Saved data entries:
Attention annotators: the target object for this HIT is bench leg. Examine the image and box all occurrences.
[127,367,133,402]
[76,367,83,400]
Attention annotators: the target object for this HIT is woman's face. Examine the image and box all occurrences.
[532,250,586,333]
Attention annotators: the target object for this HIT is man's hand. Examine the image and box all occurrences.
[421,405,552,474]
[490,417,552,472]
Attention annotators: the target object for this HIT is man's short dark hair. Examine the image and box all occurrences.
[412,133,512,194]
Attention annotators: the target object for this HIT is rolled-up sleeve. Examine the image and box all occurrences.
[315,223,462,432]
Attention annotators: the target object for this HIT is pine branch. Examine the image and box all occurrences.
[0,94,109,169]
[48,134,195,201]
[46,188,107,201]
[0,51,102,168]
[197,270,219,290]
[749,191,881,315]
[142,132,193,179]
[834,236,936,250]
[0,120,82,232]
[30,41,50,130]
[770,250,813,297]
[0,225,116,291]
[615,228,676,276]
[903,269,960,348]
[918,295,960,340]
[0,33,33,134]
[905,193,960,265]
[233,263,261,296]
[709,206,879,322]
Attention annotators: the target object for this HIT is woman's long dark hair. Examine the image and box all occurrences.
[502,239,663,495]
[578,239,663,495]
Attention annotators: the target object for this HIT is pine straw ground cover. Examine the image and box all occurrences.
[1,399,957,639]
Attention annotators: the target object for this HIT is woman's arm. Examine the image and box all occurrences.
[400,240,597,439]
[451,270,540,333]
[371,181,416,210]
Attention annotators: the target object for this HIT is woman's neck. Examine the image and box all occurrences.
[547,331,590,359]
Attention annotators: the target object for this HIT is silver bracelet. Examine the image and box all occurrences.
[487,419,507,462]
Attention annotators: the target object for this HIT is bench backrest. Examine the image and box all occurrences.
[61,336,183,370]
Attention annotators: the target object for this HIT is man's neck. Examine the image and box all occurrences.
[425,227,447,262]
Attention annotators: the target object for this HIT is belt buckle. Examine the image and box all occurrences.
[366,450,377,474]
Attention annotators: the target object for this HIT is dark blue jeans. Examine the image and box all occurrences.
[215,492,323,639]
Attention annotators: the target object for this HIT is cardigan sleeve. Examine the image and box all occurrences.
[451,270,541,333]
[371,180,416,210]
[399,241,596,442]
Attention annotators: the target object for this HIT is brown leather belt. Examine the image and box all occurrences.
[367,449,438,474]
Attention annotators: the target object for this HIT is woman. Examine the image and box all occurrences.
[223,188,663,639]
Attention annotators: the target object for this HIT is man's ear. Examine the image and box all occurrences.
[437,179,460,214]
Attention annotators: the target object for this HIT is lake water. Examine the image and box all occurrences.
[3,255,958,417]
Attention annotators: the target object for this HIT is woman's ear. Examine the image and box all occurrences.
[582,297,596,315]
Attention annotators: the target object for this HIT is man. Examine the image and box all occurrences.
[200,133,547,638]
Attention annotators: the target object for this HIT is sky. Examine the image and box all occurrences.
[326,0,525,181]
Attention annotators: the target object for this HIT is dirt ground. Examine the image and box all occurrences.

TASK ITEM:
Return each line of the data exactly as written above.

ANSWER TO THE PROBLEM:
Attention annotators: the target object for this HIT is bench leg. Examine the image and box all occurrences.
[127,367,133,402]
[76,367,83,400]
Attention annotators: the target object for this HIT is woman's face. Examine the image and box all occurrences.
[532,250,586,333]
Attention annotators: the target object for this HIT is man's hand. Examine the image and box all occurrences.
[421,405,552,474]
[490,417,552,472]
Attention annotators: the target object for this HIT is man's short dark hair. Examine the image and box all occurrences.
[412,133,512,194]
Attention annotators: the target object for this HIT is rolled-up sleeve. Examine the image and box all occurrences.
[315,223,462,432]
Attention annotators: the target object for this HIT is pine branch. Examine the image and box all occurrences.
[0,94,109,169]
[48,134,195,201]
[46,188,107,201]
[0,51,102,168]
[197,270,219,290]
[749,191,881,315]
[142,132,193,179]
[834,236,936,250]
[0,120,82,232]
[30,41,50,130]
[770,250,813,297]
[0,225,116,291]
[615,228,676,276]
[903,269,960,348]
[918,295,960,340]
[0,33,33,134]
[905,193,960,265]
[233,263,261,296]
[709,206,879,322]
Attention annotators: the target object for this HIT is woman's long dark hair. Examine the image and box all occurrences.
[502,239,663,495]
[578,239,663,495]
Attention annotators: the target object for this HIT is pine straw ground cover. Examine the image and box all occurrences.
[1,399,957,639]
Attention annotators: the target object for this HIT is woman's arm. Examine the image and box all occurrences.
[400,240,597,439]
[451,270,540,333]
[371,181,416,210]
Attention annotators: the target object for this HIT is woman's neck. Examine the image and box all occurrences.
[547,331,590,359]
Attention annotators: the target object for this HIT is silver bracelet. Examine the image and box all occurrences.
[487,419,507,462]
Attention annotators: the target object for this HIT is bench backrest. Examine the image and box all occurrences.
[61,336,183,370]
Attention annotators: the target object for this HIT is man's neck. Examine the image and box all occurrences.
[425,227,447,262]
Attention annotators: the target object for this HIT is belt buckle. Examine the image and box all occurrences.
[366,450,377,474]
Attention annotators: the target object for this HIT is dark blue jeans. Examine the image and box all occurrences.
[215,492,323,639]
Attention annotators: the target object for this HIT is cardigan sleeve. Examine the image and box all occurrences.
[451,270,541,333]
[371,180,416,210]
[399,241,596,442]
Attention annotators: the target object for this HIT is brown leather belt. Examine the image and box all occurrences.
[367,449,438,474]
Attention annotators: the target object for this HIT is woman. Examine the image and box all occurrences.
[223,188,663,639]
Attention annotators: the target object for this HIT is man's ear. Examine the image and box all occurrences.
[437,179,460,214]
Attention annotators: the target object for this HIT is lake water. Examine the image and box all occurrences.
[3,255,958,417]
Attention annotators: the target object for this HIT is woman's ear. Examine the image and box all occurrences.
[582,297,596,315]
Attention annotators: the target object for this HIT is man. Examine the image and box all occurrences.
[200,133,547,638]
Attention annotators: the target object for this HIT is sky. Examine the image and box all occurrences.
[326,0,525,181]
Attention annotators: the target object for this HIT is dirt ground. Examine the image and box all occurrences.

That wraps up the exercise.